[Point-based annotation data]

··········

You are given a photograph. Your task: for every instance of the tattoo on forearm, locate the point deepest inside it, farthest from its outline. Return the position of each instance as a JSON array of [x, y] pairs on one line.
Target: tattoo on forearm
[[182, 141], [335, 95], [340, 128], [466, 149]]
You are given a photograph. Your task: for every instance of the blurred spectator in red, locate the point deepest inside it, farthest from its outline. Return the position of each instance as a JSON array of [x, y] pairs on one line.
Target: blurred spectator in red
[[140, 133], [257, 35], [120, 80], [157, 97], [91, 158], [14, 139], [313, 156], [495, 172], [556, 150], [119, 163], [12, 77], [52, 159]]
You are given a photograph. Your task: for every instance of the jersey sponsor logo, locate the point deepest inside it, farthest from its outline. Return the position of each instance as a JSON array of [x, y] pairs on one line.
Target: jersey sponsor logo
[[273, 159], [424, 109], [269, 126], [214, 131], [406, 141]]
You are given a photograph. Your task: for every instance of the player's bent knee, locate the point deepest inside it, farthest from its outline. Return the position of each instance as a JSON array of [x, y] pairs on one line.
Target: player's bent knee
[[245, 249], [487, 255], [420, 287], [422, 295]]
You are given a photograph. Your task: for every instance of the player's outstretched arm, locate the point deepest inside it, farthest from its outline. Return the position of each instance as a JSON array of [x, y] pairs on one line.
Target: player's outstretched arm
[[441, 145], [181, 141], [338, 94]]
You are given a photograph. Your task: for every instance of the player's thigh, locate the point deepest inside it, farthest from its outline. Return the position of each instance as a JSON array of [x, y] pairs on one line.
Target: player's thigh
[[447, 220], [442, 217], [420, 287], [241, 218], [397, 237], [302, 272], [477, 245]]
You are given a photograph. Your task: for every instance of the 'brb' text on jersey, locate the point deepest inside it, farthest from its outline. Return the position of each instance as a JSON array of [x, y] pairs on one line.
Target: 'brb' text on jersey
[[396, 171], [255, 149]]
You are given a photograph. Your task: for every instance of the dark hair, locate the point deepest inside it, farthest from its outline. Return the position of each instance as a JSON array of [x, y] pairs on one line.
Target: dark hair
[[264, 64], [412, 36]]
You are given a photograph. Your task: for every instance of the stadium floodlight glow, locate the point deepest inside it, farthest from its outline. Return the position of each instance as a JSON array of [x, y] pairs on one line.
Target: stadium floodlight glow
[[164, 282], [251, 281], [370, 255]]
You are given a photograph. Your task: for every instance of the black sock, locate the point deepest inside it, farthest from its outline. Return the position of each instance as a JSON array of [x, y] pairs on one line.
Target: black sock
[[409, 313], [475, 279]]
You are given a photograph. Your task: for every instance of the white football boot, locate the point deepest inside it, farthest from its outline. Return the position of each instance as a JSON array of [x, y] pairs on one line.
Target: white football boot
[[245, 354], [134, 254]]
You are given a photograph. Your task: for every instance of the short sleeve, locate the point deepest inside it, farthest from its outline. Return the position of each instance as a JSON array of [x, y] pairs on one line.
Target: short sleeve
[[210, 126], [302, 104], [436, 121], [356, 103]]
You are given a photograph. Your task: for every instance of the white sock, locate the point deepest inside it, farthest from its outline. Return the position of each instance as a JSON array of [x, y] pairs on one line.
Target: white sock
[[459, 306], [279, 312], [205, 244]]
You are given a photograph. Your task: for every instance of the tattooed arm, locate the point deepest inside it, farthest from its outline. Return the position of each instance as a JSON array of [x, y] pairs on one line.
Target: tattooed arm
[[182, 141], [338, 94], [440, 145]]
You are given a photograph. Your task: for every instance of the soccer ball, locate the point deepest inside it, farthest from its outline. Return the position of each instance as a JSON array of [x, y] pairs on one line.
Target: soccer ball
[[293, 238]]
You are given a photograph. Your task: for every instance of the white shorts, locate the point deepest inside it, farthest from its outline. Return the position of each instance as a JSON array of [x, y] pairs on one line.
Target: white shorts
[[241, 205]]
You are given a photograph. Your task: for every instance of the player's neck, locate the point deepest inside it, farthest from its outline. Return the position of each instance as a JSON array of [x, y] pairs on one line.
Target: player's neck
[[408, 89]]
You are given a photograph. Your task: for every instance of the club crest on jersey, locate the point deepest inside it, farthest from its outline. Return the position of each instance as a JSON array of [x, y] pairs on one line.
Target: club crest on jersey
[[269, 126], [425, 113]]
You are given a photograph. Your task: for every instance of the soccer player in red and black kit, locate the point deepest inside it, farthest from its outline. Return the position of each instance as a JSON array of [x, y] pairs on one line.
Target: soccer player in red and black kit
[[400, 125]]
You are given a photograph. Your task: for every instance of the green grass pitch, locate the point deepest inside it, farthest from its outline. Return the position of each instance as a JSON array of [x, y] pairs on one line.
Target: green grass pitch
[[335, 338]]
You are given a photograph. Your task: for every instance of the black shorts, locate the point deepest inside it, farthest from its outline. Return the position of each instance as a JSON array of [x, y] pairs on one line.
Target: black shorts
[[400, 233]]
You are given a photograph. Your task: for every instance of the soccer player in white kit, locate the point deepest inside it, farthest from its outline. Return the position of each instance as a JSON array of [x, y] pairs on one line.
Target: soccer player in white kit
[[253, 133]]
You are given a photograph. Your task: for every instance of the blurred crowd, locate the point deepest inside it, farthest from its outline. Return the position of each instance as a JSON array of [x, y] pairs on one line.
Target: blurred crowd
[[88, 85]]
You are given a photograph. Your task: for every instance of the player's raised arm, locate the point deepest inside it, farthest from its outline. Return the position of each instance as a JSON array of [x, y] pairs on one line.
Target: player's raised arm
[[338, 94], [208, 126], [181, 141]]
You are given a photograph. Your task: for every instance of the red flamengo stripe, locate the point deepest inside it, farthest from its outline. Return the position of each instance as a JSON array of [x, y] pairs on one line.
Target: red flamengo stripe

··········

_Task prompt_:
Reproduce the whole listing above word for word.

_Task answer_:
You are given a photograph. Your task: for every instance of the tattoo on forearm, locate the point deepest inside it, farthest from its outline. Return the position of each instance as a JSON array of [x, y] pairs on one line.
Target: tattoo on forearm
[[182, 141], [335, 95], [340, 128], [466, 149]]
You are given a photograph. Your task: for every instance of the blurred spectator in red, locate the point deepest inside it, farthest from its outline. Return the position of each instance as a JSON array of [x, y] pairs on one line.
Target: blurred spectator in red
[[140, 133], [257, 35], [120, 80], [157, 97], [91, 158], [14, 139], [313, 156], [495, 172], [556, 150], [119, 163], [12, 77], [52, 159]]
You are given a photograph. Your task: for every instance of the jersey sponsor logo, locate the point deepest inside it, farthest from its outline. Return the position of each instance as a JSON array of [x, y] pairs on one line.
Target: jersey sponsor logo
[[273, 159], [424, 109], [269, 126], [214, 131], [406, 141]]
You are given a photograph. Your task: for every instance of the player's bent knee, locate the point deepest inside it, farthest from its outline. Return the position of each instance as a JSON array of [x, y] pairs on one line.
Target: player's bent knee
[[245, 249], [487, 255], [420, 287], [422, 295]]
You are given a photograph. Your task: for every instance of the player's outstretched arm, locate the point deepest inside it, farthest from its outline. Return the position of each instance as a JSON array of [x, y] pairs on one line.
Target: player's outstretched arm
[[441, 145], [181, 141], [338, 94]]
You are given a photograph. Your task: for every instance of the player's thigh, locate the point deepest inside it, farthest from its outline. Return the position of each instance as a JSON array of [x, y] pairs on one line.
Target: player's thigh
[[447, 220], [442, 217], [420, 287], [241, 218], [397, 237], [302, 272], [477, 245]]
You are given a photograph. Your task: for every instance of the 'brb' text on jersey, locate the point deepest inside it, farthest from its outline. Return the position of each instance as a JSON array of [x, y] pairs on one line.
Target: 'brb' text on jersey
[[396, 171], [255, 149]]
You are given a photograph. Your task: for every instance of the dark hair, locate the point deepest inside it, farthest from its outline. Return the position of each instance as a JSON array of [x, y] pairs on one line.
Target: dark hair
[[264, 64], [412, 36]]
You are given a photograph. Your task: for every instance of the stadium floodlight glow, locate the point deepest inside it, farthest from its outline. Return the position of each instance as a JSON array of [x, y] pairs on one line.
Target: stadium floodlight glow
[[164, 282], [251, 281], [370, 255]]
You are given a photograph. Your task: for every instance of the black sock, locate the point deepest inside it, farthest from its outline. Return the position of each instance as a JSON array of [x, y] pairs on one line.
Target: black sock
[[409, 313], [475, 279]]
You are given a photograph. Your task: for every instance of the white football boot, locate the point deepest inside it, farthest from its outline. Return the position of each instance as a JSON array of [x, y] pairs on one line.
Target: white football boot
[[245, 354], [134, 254]]
You are given a photograph. Your task: for every instance of the short sleeve, locate the point deepest inside it, farthest from its outline. Return the position of each instance as a JSON array of [x, y] pairs on one line.
Target: short sleeve
[[210, 126], [302, 104], [436, 121], [356, 103]]
You are given a photograph. Your task: for every instance of the white sock, locate the point deepest inside it, farthest from its outline. Return the position of each instance as a JSON array of [x, y] pairs on one line.
Target: white sock
[[459, 306], [279, 312], [205, 244]]
You are given a photograph. Your task: for every instance of the tattooed arm, locate the point deepest inside it, farthest from its outline. Return the position of each instance as a JSON array of [x, y] pairs on one line.
Target: tattooed arm
[[182, 141], [338, 94], [440, 145]]
You are given a photograph. Your task: for every instance of the soccer ball, locate the point deepest inside it, farthest from its outline. Return the position of each instance as a JSON array of [x, y] pairs on one line.
Target: soccer ball
[[293, 238]]
You are given a photograph. Your task: for every instance of the white shorts, locate the point deepest inside it, farthest from its outline. Return the position of each instance as a JSON array of [x, y] pairs on one line.
Target: white shorts
[[241, 205]]
You are given a photograph. Your task: for every instance of the player's neck, locate the point deepest inside it, farthest from its outline. Return the position of each instance as a JSON array of [x, y] pairs on one line.
Target: player's neck
[[408, 89]]
You are given a photograph. Your task: for every instance of the club crest on jersey, locate the point deepest inside it, farthest from its outline. Return the position of each instance as a JSON array of [x, y] pairs on one line.
Target: club crest on jersey
[[269, 126], [425, 113]]
You are given a photograph. Your task: for every instance of the soccer player in red and black kit, locate the point deepest inside it, farthest from its outline. Return the position of each instance as a JSON array of [x, y] pairs on one line.
Target: soccer player in red and black kit
[[400, 125]]
You are given a photograph. Your task: for every instance of the green grass pitch, locate the point deepest inside it, farthest from its outline. Return the position of each instance as a JSON array of [x, y] pairs on one line.
Target: green grass pitch
[[335, 338]]
You are given a photograph. Your task: for every instance of the black shorts, locate the point deepest inside it, farthest from its outline. Return the position of each instance as a JSON array of [x, y] pairs on one line.
Target: black shorts
[[400, 233]]
You are given a photograph. Your task: for every instance of the soccer player in white kit, locate the point deepest inside it, farthest from its outline. Return the position of each instance as a JSON array of [x, y] pairs on one line.
Target: soccer player in white kit
[[253, 133]]
You are given a photograph. Your task: for every instance of the blurred crowd, locate the point deepest inside it, farthest from its outline. Return the position of each instance as a JSON array of [x, y] pairs on one line.
Target: blurred crowd
[[88, 85]]
You are given a photograph. Your task: for every instance of the player's raised arm, locate the point deepest inside it, farthest from its outline. Return the position of each instance as a JSON array of [x, y] pairs on one line.
Target: player's raised arm
[[338, 94], [208, 126], [181, 141]]
You are given a photograph. Your task: for every instance of the red flamengo stripe, locate the point deepest inside it, farthest from its outline. Return the position of each instance as a JSON array of [x, y] pairs on one line.
Target: red flamengo stripe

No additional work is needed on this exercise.